A strange noise filled the Patriot Center. I anticipated overwhelming cheering from the crowd in attendance (average age seemed to be about 21, much younger than I expected -- so I thought they would be typical liberal college kids).
But on interpretation, it seemed an angry murmur, with some flat-out booing and very scattered cheers. Didn't seem like the audience was in the mood to have a foreigner take a verbal shot at the president so near the nation's Capital.
One can only imagine that the reaction surprised Le Bon, but it was something of a grievous misstep, for several reasons.
First, he showed a tone deafness that he was in politically conservative Northern Virginia, and near the Pentagon, hit on Sept. 11.
Second, who on God's Earth goes to a Duran Duran concert to hear preachiness?
Bad enough that U2 and Springsteen think their fans look to them for political wisdom; a bunch of Birmingham, England, art school grads who flew to fame on the basis of riding a yacht around Antigua for their breakthrough "Rio" video have simply got to be kidding to think we take their views on anything weightier than best brands for blue eyeshadow very seriously.

▬▬▬

(Required action 1)
Please repeat the part of the concert account starting at "One can only" and ending at "to hear preachiness?", keeping the wording unchanged.
(Required action 2)
Summarize the concert account in two sentences.

(Entries from a collection)
▬▬▬

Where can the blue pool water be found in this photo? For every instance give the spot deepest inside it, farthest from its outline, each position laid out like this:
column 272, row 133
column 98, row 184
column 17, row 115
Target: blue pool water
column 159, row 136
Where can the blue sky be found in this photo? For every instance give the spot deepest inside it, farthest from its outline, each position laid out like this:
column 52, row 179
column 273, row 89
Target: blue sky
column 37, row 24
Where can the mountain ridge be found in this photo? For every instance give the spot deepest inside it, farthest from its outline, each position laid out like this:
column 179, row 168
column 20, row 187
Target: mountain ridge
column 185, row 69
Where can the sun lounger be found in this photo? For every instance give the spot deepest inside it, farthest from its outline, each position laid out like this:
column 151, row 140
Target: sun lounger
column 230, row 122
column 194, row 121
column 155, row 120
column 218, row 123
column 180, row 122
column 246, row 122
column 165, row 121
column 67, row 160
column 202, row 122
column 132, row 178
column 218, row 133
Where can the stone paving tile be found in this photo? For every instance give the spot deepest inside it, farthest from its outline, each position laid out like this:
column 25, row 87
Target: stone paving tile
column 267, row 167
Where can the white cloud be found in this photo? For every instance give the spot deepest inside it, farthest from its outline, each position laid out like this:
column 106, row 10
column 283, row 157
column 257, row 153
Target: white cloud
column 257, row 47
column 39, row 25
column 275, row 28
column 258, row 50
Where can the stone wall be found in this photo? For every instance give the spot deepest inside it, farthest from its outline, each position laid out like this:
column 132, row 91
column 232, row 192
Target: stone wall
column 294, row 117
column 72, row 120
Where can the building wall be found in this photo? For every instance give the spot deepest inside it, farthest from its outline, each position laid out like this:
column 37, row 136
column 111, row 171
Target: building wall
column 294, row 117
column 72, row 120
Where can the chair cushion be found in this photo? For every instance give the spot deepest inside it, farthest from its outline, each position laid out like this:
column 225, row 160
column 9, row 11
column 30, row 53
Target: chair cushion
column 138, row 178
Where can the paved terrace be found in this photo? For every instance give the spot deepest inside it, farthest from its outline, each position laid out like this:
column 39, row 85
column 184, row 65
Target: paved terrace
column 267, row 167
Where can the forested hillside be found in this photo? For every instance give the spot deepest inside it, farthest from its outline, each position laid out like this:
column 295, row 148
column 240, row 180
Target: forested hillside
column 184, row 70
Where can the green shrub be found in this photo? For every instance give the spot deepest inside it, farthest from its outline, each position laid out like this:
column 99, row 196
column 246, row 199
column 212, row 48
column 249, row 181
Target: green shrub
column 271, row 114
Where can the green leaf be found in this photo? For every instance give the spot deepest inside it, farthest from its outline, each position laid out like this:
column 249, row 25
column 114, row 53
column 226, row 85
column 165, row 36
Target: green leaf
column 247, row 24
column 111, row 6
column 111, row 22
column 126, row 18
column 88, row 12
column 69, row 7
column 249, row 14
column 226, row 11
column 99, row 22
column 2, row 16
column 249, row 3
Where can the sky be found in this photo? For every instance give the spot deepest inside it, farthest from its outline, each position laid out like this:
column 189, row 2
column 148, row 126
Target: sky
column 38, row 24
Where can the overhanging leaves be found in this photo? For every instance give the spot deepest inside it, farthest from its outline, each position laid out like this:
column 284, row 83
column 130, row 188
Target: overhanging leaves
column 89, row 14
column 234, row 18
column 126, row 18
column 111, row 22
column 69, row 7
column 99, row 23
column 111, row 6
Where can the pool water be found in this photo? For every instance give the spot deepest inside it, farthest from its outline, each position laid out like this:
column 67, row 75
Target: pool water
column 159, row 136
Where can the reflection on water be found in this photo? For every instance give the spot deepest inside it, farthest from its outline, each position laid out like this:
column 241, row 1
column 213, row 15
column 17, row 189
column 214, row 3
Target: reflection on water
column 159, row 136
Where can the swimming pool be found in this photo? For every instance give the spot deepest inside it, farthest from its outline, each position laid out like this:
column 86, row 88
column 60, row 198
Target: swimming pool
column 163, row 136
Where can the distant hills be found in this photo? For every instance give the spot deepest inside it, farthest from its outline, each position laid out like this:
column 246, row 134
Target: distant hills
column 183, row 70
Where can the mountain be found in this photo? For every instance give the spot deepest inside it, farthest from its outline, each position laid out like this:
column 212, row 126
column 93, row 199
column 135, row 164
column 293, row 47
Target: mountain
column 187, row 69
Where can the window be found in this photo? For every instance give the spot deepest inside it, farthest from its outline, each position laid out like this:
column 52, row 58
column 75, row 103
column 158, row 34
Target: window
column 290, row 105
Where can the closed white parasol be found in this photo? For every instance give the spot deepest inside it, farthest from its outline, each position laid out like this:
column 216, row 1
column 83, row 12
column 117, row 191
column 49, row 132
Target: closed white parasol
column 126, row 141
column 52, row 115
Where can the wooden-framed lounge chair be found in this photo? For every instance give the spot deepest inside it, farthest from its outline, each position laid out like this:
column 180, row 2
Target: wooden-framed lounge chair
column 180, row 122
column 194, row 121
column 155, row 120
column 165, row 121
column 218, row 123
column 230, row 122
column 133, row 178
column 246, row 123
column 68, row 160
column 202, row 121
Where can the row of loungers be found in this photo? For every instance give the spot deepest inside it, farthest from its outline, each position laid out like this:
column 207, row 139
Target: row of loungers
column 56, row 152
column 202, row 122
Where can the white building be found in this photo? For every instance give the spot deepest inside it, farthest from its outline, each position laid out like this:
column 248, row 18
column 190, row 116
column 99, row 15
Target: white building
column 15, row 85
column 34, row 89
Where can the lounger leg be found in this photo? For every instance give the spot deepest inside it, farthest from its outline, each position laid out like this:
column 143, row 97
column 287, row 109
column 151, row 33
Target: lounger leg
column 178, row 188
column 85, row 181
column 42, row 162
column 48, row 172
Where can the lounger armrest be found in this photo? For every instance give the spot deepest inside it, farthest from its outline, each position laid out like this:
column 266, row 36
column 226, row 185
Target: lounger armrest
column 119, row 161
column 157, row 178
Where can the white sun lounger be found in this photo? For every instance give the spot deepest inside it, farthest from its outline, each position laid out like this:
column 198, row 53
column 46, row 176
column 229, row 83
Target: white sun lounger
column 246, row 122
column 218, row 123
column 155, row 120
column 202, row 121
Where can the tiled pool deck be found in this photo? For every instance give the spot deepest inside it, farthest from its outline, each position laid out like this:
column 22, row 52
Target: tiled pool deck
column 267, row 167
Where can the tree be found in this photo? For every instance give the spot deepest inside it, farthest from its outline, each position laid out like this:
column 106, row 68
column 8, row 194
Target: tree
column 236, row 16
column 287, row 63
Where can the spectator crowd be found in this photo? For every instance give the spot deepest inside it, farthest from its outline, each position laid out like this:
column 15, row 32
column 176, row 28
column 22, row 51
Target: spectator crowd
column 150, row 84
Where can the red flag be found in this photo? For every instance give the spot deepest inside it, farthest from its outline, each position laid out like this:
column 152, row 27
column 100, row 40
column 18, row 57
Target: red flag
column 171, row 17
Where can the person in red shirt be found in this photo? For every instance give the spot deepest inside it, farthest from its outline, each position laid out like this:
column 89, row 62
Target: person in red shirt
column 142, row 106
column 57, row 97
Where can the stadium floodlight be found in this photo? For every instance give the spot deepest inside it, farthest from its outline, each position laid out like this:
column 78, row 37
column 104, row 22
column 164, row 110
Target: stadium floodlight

▬▬▬

(Solution 1)
One can only imagine that the reaction surprised Le Bon, but it was something of a grievous misstep, for several reasons.
First, he showed a tone deafness that he was in politically conservative Northern Virginia, and near the Pentagon, hit on Sept. 11.
Second, who on God's Earth goes to a Duran Duran concert to hear preachiness?

(Solution 2)
The writer expected overwhelming cheers at the Patriot Center but heard mostly an angry murmur, some booing and scattered cheers when Le Bon took a verbal shot at the president. The writer calls this a grievous misstep, saying Le Bon was tone-deaf to being in conservative Northern Virginia near the Pentagon and that no one goes to a Duran Duran concert to hear preachiness.